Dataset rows
'''

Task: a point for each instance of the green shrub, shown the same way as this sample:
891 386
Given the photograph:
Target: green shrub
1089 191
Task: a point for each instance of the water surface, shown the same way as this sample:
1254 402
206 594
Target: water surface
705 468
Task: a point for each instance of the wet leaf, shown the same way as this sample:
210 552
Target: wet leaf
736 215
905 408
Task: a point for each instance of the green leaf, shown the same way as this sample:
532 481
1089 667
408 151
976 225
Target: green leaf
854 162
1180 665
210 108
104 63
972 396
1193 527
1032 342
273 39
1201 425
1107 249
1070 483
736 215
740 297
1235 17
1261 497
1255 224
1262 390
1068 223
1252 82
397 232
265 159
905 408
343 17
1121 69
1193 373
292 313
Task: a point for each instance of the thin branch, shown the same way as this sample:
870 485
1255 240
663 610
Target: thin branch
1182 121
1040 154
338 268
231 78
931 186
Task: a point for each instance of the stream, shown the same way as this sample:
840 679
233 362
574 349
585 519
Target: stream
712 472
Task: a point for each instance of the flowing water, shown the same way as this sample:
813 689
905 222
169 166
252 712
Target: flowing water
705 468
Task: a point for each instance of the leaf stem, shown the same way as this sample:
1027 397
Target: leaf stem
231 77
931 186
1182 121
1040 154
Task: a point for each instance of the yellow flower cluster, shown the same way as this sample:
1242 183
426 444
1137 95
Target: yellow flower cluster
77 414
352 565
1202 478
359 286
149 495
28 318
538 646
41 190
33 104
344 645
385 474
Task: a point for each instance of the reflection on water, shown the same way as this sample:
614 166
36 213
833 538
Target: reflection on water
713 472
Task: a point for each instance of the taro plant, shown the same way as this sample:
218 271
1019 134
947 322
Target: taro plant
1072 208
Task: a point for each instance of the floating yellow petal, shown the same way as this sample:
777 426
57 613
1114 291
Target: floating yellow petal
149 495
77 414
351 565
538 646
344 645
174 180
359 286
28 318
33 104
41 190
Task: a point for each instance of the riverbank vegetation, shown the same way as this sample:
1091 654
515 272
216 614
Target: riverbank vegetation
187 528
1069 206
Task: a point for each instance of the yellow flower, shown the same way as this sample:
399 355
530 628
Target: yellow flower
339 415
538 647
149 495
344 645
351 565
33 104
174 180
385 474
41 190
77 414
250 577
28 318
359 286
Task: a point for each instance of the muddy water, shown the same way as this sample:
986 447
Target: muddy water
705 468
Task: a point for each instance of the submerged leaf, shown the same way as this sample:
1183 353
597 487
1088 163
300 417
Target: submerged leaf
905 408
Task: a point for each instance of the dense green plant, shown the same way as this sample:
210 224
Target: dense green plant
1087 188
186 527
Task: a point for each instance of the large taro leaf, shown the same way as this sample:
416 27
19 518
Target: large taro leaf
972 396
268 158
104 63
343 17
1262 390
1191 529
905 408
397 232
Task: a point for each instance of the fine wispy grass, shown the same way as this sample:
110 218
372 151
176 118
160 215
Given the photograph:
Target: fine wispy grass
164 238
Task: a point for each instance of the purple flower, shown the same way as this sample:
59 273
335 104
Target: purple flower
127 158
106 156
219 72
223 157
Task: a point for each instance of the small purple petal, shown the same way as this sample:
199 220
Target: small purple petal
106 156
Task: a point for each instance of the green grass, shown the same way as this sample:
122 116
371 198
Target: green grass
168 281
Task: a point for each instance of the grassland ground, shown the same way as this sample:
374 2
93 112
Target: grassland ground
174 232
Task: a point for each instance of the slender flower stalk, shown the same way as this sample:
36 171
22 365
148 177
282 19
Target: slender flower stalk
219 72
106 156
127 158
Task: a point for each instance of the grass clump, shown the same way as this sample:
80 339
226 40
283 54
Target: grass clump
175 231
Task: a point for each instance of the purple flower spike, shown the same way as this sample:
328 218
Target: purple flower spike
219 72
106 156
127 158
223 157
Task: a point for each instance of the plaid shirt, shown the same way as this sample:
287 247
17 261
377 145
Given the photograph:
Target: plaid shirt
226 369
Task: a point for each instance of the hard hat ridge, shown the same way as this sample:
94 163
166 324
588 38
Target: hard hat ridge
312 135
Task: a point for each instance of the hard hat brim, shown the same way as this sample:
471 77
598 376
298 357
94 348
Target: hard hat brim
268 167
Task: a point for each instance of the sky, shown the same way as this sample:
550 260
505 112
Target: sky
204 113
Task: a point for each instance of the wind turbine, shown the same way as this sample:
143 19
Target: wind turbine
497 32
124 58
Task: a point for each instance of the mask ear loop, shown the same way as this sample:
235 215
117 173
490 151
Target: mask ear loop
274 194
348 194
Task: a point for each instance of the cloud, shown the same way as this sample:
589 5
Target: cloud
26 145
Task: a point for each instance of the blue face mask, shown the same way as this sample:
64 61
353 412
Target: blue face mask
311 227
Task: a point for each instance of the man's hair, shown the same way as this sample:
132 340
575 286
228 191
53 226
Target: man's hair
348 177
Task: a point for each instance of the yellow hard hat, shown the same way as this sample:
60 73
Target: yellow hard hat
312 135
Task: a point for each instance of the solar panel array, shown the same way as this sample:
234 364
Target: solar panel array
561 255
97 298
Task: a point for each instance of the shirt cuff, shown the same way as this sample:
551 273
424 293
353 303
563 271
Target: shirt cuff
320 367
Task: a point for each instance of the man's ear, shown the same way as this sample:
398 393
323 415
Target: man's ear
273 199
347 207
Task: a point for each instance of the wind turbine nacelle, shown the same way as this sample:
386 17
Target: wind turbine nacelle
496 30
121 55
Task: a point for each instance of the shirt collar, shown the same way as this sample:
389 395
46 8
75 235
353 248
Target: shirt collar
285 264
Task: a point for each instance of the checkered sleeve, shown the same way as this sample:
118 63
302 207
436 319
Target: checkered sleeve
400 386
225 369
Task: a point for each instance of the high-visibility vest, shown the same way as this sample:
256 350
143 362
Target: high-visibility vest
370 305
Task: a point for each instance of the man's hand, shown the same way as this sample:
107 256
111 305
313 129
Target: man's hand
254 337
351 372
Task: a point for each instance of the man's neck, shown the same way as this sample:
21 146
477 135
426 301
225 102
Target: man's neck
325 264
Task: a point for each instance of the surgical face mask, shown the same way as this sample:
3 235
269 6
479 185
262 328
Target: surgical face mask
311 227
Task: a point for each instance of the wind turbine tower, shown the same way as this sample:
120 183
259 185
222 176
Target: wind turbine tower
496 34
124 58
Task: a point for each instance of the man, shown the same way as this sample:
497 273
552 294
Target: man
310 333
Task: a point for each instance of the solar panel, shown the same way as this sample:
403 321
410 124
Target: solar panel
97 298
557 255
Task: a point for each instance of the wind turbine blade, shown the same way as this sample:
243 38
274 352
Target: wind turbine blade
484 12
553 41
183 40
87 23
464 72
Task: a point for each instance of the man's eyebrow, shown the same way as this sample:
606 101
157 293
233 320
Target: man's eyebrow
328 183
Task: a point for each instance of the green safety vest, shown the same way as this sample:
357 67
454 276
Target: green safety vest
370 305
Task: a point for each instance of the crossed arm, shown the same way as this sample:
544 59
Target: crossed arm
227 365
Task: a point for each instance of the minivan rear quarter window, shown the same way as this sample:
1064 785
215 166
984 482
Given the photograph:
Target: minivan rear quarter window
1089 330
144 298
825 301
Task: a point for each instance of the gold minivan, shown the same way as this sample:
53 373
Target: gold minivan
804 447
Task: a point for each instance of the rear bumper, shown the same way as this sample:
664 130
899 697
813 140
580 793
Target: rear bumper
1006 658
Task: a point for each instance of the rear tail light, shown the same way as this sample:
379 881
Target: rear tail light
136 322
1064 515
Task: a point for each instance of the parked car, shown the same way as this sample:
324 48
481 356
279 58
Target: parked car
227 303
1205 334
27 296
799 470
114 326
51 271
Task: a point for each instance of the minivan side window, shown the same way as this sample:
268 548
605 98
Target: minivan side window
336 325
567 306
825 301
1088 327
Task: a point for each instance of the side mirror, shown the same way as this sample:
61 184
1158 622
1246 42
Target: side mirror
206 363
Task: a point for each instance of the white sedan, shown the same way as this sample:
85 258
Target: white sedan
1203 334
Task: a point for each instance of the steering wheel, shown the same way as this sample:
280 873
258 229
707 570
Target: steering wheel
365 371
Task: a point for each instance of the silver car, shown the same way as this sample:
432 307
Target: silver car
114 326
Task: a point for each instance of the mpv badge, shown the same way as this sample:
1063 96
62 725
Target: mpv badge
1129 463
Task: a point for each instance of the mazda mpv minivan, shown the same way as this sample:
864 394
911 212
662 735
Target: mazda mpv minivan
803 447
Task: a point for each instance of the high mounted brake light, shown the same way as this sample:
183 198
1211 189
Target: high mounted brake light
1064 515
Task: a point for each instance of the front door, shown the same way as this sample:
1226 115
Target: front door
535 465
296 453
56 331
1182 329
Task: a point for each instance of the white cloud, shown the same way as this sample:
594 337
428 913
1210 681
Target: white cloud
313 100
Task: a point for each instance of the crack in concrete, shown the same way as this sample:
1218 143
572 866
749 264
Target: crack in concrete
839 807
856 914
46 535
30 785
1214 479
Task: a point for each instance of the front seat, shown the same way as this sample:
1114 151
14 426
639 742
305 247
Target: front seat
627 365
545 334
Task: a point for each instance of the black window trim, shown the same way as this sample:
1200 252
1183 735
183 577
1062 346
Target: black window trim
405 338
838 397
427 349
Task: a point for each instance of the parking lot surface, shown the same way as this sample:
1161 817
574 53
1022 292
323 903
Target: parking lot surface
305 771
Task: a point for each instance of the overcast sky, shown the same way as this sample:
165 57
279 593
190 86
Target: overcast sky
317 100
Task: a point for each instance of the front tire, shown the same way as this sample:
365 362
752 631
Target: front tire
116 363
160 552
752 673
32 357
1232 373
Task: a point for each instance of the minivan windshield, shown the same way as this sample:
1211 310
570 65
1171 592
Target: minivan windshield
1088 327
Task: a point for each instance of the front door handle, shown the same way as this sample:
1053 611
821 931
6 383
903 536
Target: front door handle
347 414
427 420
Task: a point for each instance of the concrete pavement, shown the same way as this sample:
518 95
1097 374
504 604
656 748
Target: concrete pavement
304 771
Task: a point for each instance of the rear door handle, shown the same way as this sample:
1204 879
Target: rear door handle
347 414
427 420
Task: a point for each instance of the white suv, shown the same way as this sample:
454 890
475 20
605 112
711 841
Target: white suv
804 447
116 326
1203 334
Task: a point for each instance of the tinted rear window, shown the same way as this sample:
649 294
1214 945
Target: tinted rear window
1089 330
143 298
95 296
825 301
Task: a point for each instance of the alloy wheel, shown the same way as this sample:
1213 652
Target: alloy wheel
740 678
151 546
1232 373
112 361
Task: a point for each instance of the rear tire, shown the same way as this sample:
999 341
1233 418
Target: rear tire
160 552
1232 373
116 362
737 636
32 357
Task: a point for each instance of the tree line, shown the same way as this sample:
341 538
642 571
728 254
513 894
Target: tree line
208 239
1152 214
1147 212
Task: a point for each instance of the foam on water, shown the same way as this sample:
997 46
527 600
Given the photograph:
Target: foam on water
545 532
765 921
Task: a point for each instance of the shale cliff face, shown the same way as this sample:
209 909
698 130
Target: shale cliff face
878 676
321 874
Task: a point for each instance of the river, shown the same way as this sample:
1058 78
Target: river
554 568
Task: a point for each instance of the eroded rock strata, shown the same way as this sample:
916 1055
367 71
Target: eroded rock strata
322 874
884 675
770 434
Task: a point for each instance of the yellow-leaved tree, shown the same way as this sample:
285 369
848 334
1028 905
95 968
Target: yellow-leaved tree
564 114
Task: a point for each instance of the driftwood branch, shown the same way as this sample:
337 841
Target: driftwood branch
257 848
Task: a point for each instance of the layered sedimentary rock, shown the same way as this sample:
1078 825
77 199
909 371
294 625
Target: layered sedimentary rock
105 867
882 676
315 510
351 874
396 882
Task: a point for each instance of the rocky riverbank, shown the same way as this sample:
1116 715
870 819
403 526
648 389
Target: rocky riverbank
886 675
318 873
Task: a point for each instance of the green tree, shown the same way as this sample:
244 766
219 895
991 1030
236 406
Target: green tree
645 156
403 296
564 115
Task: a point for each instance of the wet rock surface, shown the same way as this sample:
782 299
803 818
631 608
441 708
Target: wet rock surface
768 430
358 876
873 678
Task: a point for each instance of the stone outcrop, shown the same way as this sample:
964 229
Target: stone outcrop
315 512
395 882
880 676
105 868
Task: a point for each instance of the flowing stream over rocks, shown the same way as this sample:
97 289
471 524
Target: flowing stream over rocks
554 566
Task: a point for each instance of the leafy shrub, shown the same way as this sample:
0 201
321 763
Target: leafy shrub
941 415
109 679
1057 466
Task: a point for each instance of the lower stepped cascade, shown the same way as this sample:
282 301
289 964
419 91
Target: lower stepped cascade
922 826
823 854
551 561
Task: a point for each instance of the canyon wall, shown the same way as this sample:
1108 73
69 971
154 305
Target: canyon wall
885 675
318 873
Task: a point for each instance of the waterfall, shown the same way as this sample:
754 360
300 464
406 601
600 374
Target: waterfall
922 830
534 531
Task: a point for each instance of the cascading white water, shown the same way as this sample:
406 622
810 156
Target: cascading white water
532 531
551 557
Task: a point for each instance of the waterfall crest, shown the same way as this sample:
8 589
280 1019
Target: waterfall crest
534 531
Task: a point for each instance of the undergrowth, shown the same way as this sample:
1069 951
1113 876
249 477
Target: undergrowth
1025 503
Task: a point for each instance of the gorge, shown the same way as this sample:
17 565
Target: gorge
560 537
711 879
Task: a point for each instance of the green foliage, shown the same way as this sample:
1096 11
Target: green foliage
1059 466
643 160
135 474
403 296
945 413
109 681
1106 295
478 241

'''

What the task requires:
Express the lines above as a JSON list of strings, one string per line and blank lines omitted, starting with the line containing "Task: a point for each instance of the green foliage, shown" and continuing through the final line of the records.

Task solution:
[
  "Task: a point for each instance of the green foliage, shown the same way as this sample:",
  "1096 11",
  "Target: green foliage",
  "1059 466",
  "643 160",
  "135 474",
  "403 296",
  "945 413",
  "109 681",
  "1106 295",
  "478 241"
]